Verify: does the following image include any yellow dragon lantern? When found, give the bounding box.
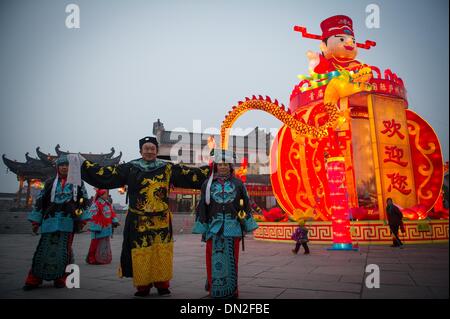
[221,16,443,227]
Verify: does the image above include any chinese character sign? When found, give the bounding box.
[371,96,417,212]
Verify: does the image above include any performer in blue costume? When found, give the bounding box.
[192,150,258,298]
[23,155,90,290]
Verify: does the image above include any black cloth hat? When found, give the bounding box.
[139,136,159,150]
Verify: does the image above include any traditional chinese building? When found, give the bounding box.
[153,119,276,212]
[2,144,122,208]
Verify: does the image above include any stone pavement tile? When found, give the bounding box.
[429,286,449,299]
[362,285,434,299]
[257,271,341,282]
[244,256,293,266]
[377,263,412,273]
[239,283,286,299]
[311,264,366,275]
[3,285,123,299]
[409,269,449,289]
[367,255,400,265]
[408,263,449,271]
[339,273,364,284]
[238,263,273,277]
[252,278,361,293]
[380,270,415,286]
[277,289,360,299]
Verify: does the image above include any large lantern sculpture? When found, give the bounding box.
[221,16,443,248]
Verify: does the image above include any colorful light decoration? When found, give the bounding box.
[326,156,356,250]
[216,16,448,249]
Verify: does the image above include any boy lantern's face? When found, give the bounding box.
[217,162,231,176]
[58,163,69,177]
[320,34,358,60]
[141,143,158,161]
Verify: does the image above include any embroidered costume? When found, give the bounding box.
[24,156,90,290]
[81,137,209,296]
[86,189,119,265]
[192,151,258,298]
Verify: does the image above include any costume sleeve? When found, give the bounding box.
[28,187,45,225]
[171,164,210,189]
[192,183,208,234]
[89,201,102,232]
[81,161,130,189]
[242,183,258,233]
[314,54,332,74]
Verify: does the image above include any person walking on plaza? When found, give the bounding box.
[78,136,209,297]
[386,198,403,247]
[192,150,258,299]
[291,219,309,255]
[23,155,90,290]
[86,189,119,265]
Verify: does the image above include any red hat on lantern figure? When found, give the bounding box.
[294,15,376,73]
[320,15,355,40]
[95,188,108,200]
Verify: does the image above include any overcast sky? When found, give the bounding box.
[0,0,449,203]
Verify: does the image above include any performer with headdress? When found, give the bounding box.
[192,150,258,298]
[81,136,209,297]
[86,189,119,265]
[23,155,90,290]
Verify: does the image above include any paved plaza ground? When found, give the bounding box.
[0,233,449,299]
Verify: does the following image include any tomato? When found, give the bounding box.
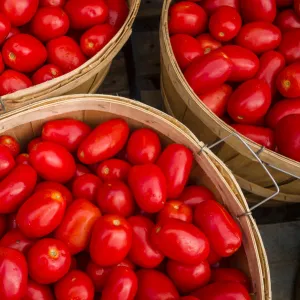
[2,33,47,73]
[128,216,164,268]
[0,0,39,26]
[167,260,211,294]
[194,200,242,257]
[47,36,86,73]
[236,22,281,54]
[128,164,167,213]
[209,6,242,42]
[169,1,207,36]
[184,51,232,95]
[77,119,129,164]
[151,218,209,265]
[0,165,37,214]
[135,270,179,300]
[80,24,117,57]
[101,267,138,300]
[227,79,271,124]
[0,229,35,254]
[198,84,232,117]
[29,142,76,183]
[0,70,32,96]
[22,279,54,300]
[65,0,108,29]
[0,247,28,300]
[276,62,300,98]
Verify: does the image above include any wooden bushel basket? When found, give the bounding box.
[1,0,141,111]
[160,0,300,205]
[0,95,271,300]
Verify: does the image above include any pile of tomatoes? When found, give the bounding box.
[0,119,251,300]
[0,0,128,96]
[169,0,300,161]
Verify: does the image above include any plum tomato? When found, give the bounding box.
[126,128,161,165]
[208,6,242,42]
[80,24,117,57]
[77,119,129,164]
[128,164,167,213]
[169,1,207,36]
[227,79,271,125]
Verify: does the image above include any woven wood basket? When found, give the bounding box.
[160,0,300,205]
[0,95,271,300]
[0,0,141,111]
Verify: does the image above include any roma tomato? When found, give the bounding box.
[231,124,275,150]
[169,1,207,36]
[126,128,161,165]
[167,260,211,294]
[77,119,129,164]
[184,51,232,95]
[47,36,86,73]
[0,247,28,300]
[128,216,164,268]
[2,33,47,73]
[0,165,37,214]
[90,215,132,266]
[157,144,193,199]
[197,84,232,117]
[236,22,281,54]
[65,0,108,29]
[227,79,271,125]
[194,200,242,257]
[151,218,209,265]
[128,164,167,213]
[29,142,76,183]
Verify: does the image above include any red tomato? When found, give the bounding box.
[209,6,242,42]
[65,0,108,29]
[227,79,271,124]
[77,119,129,164]
[2,33,47,73]
[151,218,209,265]
[90,215,132,266]
[236,22,281,54]
[0,70,32,96]
[55,199,101,254]
[169,1,207,36]
[184,51,232,94]
[0,165,37,214]
[80,24,117,57]
[0,0,39,26]
[167,260,211,294]
[29,142,76,183]
[194,200,242,257]
[101,267,138,300]
[97,158,131,181]
[0,247,28,300]
[276,62,300,98]
[47,36,86,73]
[128,216,164,268]
[128,164,167,213]
[231,124,275,150]
[198,84,232,117]
[135,270,179,300]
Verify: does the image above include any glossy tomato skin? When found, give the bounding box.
[151,219,209,264]
[184,51,232,95]
[227,79,271,125]
[236,22,281,54]
[0,247,28,300]
[0,165,37,214]
[128,164,167,213]
[77,119,129,164]
[194,200,242,257]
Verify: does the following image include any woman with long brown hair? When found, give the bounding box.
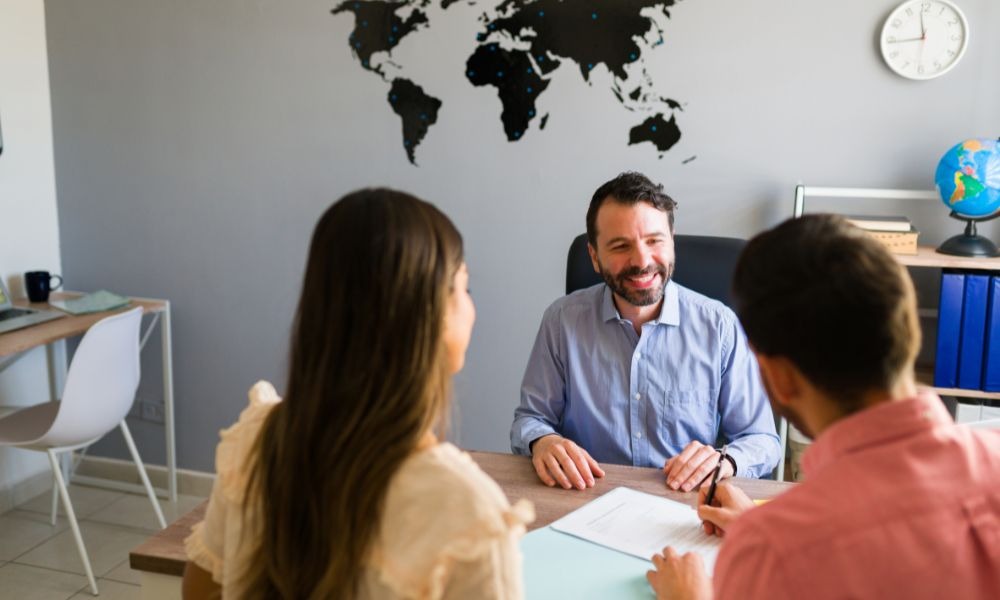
[184,189,532,599]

**Required task**
Rewrite all of the lines above, changing every "bounding box" to "enclosing box" and keeping everything else the same. Leave the pictures out of your answer.

**Task output**
Verify: does the following image include any yellow dragon lantern? When found, give the enclosing box.
[221,16,443,227]
Verify: does the image above include any chinese character sign? When found, give the enclosing box.
[371,96,417,212]
Verify: does the image above include any performer in blue costume? When found, give the enclosing box.
[192,150,258,298]
[23,155,90,290]
Verify: does the image above include any black cloth hat? When found, give the enclosing box.
[139,136,159,150]
Verify: does the image above include any traditional chinese building? When found, give the enclosing box.
[153,119,276,212]
[2,144,122,208]
Verify: does the image above include any stone pavement tile? When found, give the enclosing box.
[429,286,449,299]
[362,285,434,299]
[257,271,341,282]
[244,256,293,266]
[377,263,412,273]
[239,283,286,299]
[311,264,366,275]
[3,285,123,299]
[409,269,449,289]
[367,255,400,265]
[408,263,449,271]
[339,273,364,284]
[238,263,273,277]
[252,278,361,293]
[380,270,415,286]
[277,289,360,299]
Verify: does the image above include any large lantern sculpture? When found, give the enclosing box.
[221,16,443,248]
Verify: does the image above include any colorful light decoration? When found, give the enclosing box.
[326,156,356,250]
[216,16,448,249]
Verify: does the image above include any boy lantern's face? When found, give the enclosing box.
[217,162,231,176]
[58,163,69,177]
[320,34,358,60]
[141,143,158,161]
Verify: does the image above include any embroidered costume? When found, give the enclosing box.
[24,156,90,290]
[81,137,209,296]
[86,189,119,265]
[192,151,258,298]
Verify: does the image above include any costume sleeve? When found, give the enclosing box.
[28,187,45,225]
[171,164,210,189]
[192,183,208,234]
[89,201,102,232]
[81,161,130,189]
[242,183,258,233]
[314,54,332,74]
Verify: does the image above include any person walking on plaza? When found, give the enclosing box.
[78,136,209,297]
[386,198,403,247]
[192,150,258,299]
[291,219,309,255]
[23,155,90,290]
[86,189,119,265]
Verify: does the image above include any red hat on lantern figure? When found, give the enclosing box.
[294,15,376,73]
[320,15,355,40]
[95,188,108,200]
Verify: does the image above include any overcast sky? When found, give the enclosing box.
[0,0,449,203]
Verify: does the image above include any performer with headdress? When found, give the enclosing box.
[192,150,258,298]
[81,136,209,297]
[86,189,119,265]
[23,155,90,290]
Verify: does the image above include any paved plaza ground? When found, give the enclosing box.
[0,233,449,299]
Verify: does the following image include any tomato? When found, give the enclosing box.
[2,33,47,73]
[128,216,164,268]
[0,0,39,26]
[167,260,211,294]
[194,200,242,257]
[47,36,86,73]
[236,22,281,54]
[128,164,167,213]
[209,6,242,42]
[169,1,207,36]
[184,51,232,95]
[77,119,129,164]
[151,218,209,265]
[0,165,37,214]
[135,270,179,300]
[80,24,117,57]
[101,267,138,300]
[227,79,271,124]
[0,229,35,254]
[198,84,232,117]
[29,142,76,183]
[0,70,32,96]
[22,279,54,300]
[65,0,108,29]
[0,247,28,300]
[276,62,300,98]
Verify: does the image above include any wooden bushel basket? When found, give the enclosing box.
[1,0,141,111]
[160,0,300,205]
[0,95,271,300]
Verify: does the image above include any pile of tomatoes? When found, give the enclosing box.
[0,119,251,300]
[0,0,128,96]
[169,0,300,161]
Verify: does the image above include any plum tomato? When found, give the enclosing box.
[126,128,161,165]
[208,6,242,42]
[80,24,117,57]
[77,119,129,164]
[128,164,167,213]
[169,1,207,36]
[227,79,271,125]
Verify: does the image above include any woven wood basket? When found, give the enclosing box.
[160,0,300,205]
[0,95,271,300]
[0,0,141,111]
Verify: does the image above include any roma tomato? When found, give the enclosing box.
[231,124,275,150]
[169,1,207,36]
[126,128,161,165]
[167,260,211,294]
[77,119,129,164]
[184,51,232,95]
[47,36,86,73]
[0,247,28,300]
[128,216,164,268]
[2,33,47,73]
[0,165,37,214]
[90,215,132,266]
[157,144,193,199]
[197,84,232,117]
[236,22,281,54]
[65,0,108,29]
[227,79,271,125]
[194,200,242,257]
[151,218,209,265]
[128,164,167,213]
[29,142,76,183]
Verify: does the image above include any red tomato? When found, give the enclosing box.
[209,6,242,42]
[65,0,108,29]
[227,79,271,124]
[77,119,129,164]
[2,33,47,73]
[151,218,209,265]
[90,215,132,266]
[236,22,281,54]
[0,70,32,96]
[55,199,101,254]
[169,1,207,36]
[184,51,232,94]
[0,165,37,214]
[80,24,117,57]
[0,0,39,26]
[167,260,211,294]
[29,142,76,183]
[194,200,242,257]
[101,267,138,300]
[97,158,131,181]
[0,247,28,300]
[276,62,300,98]
[47,36,86,73]
[128,216,164,268]
[128,164,167,213]
[231,124,275,150]
[198,84,232,117]
[135,270,179,300]
Verify: does the image above include any glossy tomato skin? When found, give the enclosing box.
[151,219,209,264]
[184,51,232,95]
[227,79,271,125]
[236,22,281,54]
[0,247,28,300]
[0,165,37,214]
[128,164,167,213]
[77,119,129,164]
[194,200,242,257]
Verify: does the following image include any woman with long brown hair? When found, give the enclosing box.
[184,189,532,599]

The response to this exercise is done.